▶ _THINGS TO DO_:
A. From the rod review, reproduce the passage starting at "Years ago i" and ending at "one as well.".
B. Answer these questions about the rod review:
(i) Which Okuma rod did the writer first fall in love with years ago?
(ii) How long ago was that rod discontinued?
(iii) What lure weight rating does the GSP-S-992M model have?

▶ _TEXT TO READ_:

════════════════════

# My Guide Select Pro Rod Review! From Okuma!



## Scuba Chris (Mar 12, 2018)

1st Day Field Testing This Rod Was a Success!

Years ago i fell in love with Okuma's T40X Salmon Steelhead Trout rod. By the time i got my 7'9", 9'6" & 10'9" i had started a local demand & local shops started to carry it as a Whipping Rod (spin casting rod). Most of my "whipping" buddies started to purchase them. My friend Wayne Choy started to collect them as well. Locals saw me hauling in large rays & hooking +10lb Jacks from time to time & they wanted one as well.

Then 3-1/2yrs ago it was discontinued. This rod was a PNW (Pacific Northwest Rod) meant for the Salmon Steelhead & Trout anglers. Then the NEW re-designed model came out. The Guide Select Pro Series. Well, i decided to try 1 before going hog wild like i did before. So i got the GSP-S-992M model at 9ft/9in, line rated 8-17lbs with lure rated weight at 3/8-1oz.

════════════════════

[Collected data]

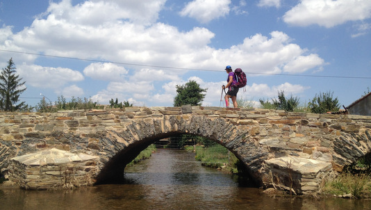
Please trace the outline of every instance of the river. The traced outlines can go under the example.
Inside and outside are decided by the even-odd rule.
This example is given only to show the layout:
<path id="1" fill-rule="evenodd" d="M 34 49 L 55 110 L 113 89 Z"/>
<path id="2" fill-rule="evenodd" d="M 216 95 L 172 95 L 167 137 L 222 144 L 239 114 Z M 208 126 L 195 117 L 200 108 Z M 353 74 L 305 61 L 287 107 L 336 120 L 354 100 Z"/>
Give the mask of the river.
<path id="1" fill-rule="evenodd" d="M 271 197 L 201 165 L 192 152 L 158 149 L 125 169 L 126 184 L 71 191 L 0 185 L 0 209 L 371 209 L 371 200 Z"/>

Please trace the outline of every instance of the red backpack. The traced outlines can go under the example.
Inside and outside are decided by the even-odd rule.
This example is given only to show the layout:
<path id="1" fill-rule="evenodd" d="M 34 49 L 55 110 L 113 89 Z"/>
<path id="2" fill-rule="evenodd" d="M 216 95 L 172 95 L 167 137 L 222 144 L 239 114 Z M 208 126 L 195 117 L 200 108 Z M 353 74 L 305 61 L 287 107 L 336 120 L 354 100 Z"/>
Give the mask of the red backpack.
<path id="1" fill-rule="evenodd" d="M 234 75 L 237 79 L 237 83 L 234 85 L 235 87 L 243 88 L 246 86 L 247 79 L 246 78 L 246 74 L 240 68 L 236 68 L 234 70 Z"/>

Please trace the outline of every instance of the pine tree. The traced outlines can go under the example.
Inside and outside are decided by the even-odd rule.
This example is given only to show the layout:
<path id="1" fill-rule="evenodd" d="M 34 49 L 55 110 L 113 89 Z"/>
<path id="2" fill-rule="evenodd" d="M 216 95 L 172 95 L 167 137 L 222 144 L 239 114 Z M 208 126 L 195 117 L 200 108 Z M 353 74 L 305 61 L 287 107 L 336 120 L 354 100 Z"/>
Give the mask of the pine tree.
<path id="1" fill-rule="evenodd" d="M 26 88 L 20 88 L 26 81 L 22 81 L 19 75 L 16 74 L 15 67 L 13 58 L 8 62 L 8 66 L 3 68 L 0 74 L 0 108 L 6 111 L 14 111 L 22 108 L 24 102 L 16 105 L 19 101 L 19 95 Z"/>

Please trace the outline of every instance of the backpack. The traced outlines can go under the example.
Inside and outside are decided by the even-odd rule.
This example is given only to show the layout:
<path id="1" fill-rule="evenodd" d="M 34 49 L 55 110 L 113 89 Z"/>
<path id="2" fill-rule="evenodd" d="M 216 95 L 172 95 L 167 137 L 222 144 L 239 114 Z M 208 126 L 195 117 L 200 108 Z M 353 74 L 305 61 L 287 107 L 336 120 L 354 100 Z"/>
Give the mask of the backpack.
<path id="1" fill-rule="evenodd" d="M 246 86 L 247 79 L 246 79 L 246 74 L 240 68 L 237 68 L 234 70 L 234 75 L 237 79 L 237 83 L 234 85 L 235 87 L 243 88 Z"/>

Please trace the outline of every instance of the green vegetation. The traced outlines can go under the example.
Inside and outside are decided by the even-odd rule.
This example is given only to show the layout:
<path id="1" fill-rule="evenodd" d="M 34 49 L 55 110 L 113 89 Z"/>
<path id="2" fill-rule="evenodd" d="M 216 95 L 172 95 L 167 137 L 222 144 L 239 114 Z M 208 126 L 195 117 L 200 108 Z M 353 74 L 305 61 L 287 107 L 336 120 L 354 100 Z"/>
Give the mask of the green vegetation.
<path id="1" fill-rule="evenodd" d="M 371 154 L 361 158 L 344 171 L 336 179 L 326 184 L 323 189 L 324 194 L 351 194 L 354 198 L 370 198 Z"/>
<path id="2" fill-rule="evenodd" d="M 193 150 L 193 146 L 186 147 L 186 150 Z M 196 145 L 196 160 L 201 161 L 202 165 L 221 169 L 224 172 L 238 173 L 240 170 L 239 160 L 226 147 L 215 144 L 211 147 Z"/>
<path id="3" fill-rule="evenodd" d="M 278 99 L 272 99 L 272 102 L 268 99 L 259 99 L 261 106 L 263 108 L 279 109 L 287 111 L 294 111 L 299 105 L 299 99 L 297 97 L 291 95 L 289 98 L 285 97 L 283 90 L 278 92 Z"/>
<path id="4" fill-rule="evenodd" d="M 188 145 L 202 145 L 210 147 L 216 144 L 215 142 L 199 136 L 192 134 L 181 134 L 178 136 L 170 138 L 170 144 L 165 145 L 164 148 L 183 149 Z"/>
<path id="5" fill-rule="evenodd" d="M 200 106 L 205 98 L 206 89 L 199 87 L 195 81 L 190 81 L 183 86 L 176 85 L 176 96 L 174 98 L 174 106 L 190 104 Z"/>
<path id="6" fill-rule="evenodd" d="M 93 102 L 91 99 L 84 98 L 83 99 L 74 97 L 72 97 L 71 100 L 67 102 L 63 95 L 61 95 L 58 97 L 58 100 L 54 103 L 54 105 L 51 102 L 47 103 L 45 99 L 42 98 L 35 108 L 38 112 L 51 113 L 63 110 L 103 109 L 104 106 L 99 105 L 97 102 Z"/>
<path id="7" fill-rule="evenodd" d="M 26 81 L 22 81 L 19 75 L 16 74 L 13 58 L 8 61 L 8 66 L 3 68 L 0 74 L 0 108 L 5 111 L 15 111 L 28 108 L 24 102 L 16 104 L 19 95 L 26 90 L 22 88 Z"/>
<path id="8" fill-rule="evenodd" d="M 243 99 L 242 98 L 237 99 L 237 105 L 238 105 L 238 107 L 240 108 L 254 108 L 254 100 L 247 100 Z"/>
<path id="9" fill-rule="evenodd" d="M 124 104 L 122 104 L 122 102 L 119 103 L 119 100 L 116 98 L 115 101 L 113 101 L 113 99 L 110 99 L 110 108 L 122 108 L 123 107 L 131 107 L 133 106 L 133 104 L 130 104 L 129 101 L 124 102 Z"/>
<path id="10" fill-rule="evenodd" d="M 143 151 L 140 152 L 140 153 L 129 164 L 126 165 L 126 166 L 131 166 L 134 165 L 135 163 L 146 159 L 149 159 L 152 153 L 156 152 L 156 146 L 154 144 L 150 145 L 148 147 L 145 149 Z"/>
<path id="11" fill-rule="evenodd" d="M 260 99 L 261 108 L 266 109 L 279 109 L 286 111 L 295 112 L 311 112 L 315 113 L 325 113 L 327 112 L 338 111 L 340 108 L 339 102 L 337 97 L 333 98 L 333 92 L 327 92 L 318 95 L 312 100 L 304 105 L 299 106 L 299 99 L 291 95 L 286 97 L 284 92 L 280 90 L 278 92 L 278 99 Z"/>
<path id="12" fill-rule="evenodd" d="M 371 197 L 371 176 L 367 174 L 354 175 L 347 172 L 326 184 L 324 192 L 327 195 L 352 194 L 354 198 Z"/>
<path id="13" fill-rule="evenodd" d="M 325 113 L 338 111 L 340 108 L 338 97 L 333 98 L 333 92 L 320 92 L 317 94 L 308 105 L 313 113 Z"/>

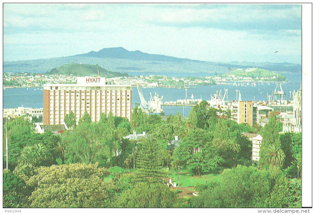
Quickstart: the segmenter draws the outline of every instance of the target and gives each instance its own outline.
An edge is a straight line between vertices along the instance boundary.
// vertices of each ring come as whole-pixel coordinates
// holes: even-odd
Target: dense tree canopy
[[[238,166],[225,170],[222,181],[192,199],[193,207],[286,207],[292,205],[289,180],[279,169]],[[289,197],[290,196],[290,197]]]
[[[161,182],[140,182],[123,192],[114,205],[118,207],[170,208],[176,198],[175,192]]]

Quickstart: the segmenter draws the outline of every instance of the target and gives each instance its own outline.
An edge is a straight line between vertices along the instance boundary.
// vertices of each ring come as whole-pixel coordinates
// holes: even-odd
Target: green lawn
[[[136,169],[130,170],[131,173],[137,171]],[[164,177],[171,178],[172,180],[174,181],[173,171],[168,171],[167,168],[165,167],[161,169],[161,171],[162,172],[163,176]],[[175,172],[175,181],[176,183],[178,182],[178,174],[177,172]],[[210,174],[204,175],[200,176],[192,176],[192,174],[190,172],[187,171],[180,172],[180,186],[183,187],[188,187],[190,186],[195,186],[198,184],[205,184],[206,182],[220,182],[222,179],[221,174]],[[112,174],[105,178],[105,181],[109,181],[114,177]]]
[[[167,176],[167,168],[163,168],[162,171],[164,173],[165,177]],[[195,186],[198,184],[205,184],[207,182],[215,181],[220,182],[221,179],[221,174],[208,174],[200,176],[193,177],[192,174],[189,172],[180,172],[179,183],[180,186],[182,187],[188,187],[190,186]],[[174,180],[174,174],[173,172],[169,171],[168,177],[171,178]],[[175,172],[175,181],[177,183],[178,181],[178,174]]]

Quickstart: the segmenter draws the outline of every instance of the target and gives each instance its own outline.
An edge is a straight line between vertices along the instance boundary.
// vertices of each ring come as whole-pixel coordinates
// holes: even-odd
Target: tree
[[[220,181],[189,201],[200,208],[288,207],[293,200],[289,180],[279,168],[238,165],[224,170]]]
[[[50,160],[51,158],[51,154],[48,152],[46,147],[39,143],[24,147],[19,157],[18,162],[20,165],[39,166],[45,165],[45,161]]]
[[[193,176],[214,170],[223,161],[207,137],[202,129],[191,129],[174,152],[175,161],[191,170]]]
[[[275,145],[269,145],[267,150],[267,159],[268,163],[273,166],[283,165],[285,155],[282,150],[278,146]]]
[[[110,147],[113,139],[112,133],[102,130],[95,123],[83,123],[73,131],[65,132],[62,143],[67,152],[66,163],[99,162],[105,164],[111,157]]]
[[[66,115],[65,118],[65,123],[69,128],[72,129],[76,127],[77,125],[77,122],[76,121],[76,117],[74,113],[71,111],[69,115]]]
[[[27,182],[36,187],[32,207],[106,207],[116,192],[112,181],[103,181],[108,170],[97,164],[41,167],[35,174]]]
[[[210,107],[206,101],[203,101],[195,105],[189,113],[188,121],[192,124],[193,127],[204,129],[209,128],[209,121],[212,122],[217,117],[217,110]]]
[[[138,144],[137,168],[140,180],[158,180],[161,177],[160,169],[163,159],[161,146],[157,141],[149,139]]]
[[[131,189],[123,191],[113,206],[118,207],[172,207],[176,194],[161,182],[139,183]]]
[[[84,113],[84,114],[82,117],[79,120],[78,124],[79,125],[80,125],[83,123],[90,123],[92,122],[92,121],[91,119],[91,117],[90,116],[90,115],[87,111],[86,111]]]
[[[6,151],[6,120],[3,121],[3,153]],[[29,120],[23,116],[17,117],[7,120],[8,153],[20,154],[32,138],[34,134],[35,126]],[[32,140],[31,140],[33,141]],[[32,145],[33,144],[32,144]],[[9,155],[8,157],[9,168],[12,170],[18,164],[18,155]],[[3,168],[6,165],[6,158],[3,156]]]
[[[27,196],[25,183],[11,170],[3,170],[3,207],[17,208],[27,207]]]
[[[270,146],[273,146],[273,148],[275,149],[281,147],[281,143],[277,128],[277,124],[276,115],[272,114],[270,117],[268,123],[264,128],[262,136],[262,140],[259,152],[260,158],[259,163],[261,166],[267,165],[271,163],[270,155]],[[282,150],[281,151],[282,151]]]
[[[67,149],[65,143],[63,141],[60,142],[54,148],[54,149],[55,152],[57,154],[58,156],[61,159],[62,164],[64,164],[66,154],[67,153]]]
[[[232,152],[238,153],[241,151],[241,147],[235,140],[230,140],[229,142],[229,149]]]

════════════════════

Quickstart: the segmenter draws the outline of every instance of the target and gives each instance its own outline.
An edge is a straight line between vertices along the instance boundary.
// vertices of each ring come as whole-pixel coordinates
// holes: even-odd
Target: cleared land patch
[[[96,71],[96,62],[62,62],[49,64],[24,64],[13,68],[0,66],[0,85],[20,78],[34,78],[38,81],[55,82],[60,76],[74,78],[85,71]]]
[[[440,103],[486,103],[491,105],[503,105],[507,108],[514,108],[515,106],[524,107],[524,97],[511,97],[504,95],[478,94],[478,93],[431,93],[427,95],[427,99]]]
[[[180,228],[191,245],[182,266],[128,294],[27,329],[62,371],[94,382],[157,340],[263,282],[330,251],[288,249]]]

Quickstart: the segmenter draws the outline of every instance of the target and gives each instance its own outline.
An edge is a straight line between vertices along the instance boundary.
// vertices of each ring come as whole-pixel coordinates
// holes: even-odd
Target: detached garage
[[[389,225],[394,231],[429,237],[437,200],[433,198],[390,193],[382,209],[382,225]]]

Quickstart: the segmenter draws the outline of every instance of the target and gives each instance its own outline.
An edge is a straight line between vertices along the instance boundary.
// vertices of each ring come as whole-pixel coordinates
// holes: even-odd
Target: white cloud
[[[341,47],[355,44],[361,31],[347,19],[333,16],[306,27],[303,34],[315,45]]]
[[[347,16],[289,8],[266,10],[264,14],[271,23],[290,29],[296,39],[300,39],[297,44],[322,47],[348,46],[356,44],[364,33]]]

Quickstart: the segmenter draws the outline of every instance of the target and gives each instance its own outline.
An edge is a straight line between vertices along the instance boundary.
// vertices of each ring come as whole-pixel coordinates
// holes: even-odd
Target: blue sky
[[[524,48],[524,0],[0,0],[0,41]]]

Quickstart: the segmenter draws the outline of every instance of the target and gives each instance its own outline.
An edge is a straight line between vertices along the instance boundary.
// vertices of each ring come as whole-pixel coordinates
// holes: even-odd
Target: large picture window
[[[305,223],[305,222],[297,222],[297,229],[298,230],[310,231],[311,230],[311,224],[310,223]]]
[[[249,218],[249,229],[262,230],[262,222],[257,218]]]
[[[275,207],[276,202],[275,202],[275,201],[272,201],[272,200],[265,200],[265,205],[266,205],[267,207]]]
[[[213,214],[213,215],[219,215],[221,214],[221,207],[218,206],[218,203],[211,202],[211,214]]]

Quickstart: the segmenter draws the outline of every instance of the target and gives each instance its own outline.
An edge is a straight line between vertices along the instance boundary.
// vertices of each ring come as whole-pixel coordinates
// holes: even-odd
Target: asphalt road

════════════════════

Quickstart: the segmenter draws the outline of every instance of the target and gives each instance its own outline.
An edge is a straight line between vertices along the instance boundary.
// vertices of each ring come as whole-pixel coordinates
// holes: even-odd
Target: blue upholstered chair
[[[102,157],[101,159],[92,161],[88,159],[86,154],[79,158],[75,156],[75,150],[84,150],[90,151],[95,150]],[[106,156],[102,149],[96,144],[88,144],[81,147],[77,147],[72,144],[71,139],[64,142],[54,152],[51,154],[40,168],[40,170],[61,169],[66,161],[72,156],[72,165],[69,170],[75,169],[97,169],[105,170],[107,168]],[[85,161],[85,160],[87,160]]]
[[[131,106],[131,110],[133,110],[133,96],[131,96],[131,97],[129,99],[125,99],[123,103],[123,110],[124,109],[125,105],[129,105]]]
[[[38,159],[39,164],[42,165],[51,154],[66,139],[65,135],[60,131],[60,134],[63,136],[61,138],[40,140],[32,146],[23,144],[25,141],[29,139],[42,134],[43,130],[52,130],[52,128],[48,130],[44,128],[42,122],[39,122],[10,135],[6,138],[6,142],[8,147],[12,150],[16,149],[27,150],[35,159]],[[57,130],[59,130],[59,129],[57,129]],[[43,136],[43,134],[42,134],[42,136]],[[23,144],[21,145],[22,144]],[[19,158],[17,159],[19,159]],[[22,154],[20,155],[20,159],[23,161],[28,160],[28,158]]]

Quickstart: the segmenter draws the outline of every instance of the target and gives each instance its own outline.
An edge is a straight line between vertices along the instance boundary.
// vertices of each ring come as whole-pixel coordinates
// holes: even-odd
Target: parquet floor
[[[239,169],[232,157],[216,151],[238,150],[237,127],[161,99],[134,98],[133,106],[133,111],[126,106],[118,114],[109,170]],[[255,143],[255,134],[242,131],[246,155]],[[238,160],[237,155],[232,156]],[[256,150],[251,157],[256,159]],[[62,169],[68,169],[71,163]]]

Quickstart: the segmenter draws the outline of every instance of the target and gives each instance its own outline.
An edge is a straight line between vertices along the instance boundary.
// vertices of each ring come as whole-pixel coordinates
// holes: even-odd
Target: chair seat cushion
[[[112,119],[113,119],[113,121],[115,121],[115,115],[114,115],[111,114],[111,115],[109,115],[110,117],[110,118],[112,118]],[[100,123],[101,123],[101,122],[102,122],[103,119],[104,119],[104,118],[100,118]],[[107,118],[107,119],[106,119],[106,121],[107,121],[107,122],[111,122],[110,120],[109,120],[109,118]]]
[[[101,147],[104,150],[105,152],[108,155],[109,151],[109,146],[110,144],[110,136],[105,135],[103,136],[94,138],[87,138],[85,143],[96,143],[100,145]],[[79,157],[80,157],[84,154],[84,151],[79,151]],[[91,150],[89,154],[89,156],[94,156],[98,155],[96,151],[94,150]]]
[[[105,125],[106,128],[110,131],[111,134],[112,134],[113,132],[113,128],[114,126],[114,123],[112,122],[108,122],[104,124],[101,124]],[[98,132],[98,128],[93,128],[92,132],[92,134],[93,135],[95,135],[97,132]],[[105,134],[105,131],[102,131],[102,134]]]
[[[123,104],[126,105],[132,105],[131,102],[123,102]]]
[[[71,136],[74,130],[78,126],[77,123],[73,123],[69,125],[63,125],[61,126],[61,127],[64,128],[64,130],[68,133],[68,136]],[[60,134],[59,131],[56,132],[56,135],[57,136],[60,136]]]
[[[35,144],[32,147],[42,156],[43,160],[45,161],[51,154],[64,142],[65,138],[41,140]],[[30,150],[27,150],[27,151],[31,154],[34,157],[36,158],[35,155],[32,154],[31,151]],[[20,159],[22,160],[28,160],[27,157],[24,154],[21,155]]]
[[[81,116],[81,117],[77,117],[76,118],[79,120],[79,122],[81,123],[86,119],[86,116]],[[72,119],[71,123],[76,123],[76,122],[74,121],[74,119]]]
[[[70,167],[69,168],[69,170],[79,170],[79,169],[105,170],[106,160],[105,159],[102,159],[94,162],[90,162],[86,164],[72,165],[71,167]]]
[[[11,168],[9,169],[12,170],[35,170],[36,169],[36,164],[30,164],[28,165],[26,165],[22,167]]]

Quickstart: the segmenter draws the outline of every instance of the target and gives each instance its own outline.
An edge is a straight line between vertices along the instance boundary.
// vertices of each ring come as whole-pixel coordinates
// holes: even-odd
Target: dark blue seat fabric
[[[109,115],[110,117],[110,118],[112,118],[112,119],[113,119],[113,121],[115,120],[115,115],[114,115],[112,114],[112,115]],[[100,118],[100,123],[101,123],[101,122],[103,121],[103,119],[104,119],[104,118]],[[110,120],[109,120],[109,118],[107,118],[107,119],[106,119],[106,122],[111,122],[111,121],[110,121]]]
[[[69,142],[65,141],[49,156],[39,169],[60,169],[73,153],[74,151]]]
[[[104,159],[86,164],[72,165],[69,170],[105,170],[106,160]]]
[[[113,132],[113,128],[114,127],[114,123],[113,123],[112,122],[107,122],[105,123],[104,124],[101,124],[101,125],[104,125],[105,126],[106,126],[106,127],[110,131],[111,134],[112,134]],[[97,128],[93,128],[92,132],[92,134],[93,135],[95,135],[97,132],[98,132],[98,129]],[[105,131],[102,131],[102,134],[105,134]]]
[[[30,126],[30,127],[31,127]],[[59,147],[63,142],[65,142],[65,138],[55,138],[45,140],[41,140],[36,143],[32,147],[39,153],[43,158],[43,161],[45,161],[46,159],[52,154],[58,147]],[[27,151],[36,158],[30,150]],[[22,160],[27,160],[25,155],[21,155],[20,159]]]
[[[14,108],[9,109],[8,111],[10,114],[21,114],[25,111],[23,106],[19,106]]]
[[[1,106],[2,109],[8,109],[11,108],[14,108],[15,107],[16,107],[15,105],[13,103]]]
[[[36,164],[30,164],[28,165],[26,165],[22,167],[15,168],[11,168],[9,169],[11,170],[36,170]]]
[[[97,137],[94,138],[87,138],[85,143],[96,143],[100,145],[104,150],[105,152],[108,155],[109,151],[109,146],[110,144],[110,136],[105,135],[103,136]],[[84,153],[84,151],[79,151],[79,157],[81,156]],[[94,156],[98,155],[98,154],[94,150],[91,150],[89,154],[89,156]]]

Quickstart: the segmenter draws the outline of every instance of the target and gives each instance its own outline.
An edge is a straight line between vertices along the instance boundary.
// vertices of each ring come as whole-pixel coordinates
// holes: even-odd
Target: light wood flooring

════════════════════

▶ _RESPONSES_:
A.
Years ago i fell in love with Okuma's T40X Salmon Steelhead Trout rod. By the time i got my 7'9", 9'6" & 10'9" i had started a local demand & local shops started to carry it as a Whipping Rod (spin casting rod). Most of my "whipping" buddies started to purchase them. My friend Wayne Choy started to collect them as well. Locals saw me hauling in large rays & hooking +10lb Jacks from time to time & they wanted one as well.

B.
(i) The T40X Salmon Steelhead Trout rod
(ii) 3-1/2 years ago
(iii) 3/8-1oz